Cast: Cast: Joan Crawford (as Ivy 'Bunny' Stevens), Neil Hamilton, Clark Gable, Marjorie Rambeau, Guy Kibbee, Cliff Edwards, Roscoe Karns, Gertrude Short,
George Cooper, George F. Marion, Bert Woodruff.

Release date - May 30, 1931

Running time - 71 minutes (8 reels)

Directed by - Harry Beaumont

Writing Credits - Edith Fitzgerald (additional dialogue), Martin Flavin (dialogue), Bess Meredyth and Kenyon Nicholson (for the play, Torch Song)

Producer - Unknown

Cinematographers - Charles Rosher, George Nogle, Roy Noble (Asst. cam)
and Harry Marble (Asst. cam)

Costumes - Adrian

Studio - MGM

Production Began - Early February, 1931


Movie Synopsis

Ivy "Bunny" Stevens (Joan) is a chorus girl, who falls for the sleazy salesman, Howard "Howdy" Palmer (Neil Hamilton). After dumping her in order to marry his bosses daughter, Ivy (Joan) decides to end it all by jumping from a bridge. She is saved in the nick of time by kind hearted Salvation Army Officer, Carl Loomis (Clark Gable) and begins to rebuild her life with him, taking comfort that she is helping others.

☆ ☆ ☆ ☆ ☆ ☆ ☆

__EXERCISE__.
In the film credits and synopsis above, who saves Ivy from jumping off the bridge?

☆ ☆ ☆ ☆ ☆ ☆ ☆

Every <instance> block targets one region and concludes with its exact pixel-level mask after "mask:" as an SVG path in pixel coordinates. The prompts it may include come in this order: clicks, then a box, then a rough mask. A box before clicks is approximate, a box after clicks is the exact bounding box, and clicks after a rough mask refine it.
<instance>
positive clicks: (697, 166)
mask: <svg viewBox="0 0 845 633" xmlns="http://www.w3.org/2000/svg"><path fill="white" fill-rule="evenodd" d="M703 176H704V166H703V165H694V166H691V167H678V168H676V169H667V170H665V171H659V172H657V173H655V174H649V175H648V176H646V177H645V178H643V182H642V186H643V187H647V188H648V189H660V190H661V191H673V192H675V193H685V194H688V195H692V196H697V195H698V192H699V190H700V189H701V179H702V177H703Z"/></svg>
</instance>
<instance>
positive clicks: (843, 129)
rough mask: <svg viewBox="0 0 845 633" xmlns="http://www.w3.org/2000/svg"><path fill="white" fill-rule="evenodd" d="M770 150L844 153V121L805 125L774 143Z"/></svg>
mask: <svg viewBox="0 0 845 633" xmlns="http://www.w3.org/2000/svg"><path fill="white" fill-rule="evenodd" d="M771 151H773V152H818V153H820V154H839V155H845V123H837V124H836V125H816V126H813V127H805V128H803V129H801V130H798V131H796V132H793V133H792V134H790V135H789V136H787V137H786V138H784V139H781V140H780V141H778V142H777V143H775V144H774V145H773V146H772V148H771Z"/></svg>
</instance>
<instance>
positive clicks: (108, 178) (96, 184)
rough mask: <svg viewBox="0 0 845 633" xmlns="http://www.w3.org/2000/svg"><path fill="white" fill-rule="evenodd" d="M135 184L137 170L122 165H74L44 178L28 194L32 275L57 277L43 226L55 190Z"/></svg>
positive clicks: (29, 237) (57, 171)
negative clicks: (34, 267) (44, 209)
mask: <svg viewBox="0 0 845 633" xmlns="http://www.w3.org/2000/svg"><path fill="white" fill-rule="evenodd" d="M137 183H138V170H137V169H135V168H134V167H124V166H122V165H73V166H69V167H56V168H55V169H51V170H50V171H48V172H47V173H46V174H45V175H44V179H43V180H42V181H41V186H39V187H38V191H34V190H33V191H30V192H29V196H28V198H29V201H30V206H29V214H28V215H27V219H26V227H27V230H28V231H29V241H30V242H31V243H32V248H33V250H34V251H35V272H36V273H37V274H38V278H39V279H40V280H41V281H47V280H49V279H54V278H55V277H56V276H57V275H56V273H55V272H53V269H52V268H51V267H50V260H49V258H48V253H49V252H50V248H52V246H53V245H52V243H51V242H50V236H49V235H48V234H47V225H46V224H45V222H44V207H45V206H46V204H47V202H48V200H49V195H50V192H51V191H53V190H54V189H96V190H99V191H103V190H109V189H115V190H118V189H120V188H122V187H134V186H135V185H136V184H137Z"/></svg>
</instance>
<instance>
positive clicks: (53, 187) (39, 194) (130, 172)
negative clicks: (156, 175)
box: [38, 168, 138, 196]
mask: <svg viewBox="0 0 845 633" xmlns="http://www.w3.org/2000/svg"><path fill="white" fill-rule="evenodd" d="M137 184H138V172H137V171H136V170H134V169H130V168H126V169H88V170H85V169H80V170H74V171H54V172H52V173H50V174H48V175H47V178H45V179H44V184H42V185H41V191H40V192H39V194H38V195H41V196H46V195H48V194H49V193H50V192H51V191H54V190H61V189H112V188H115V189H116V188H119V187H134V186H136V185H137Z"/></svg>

☆ ☆ ☆ ☆ ☆ ☆ ☆

__ANSWER BELOW__.
Carl Loomis, a Salvation Army officer played by Clark Gable.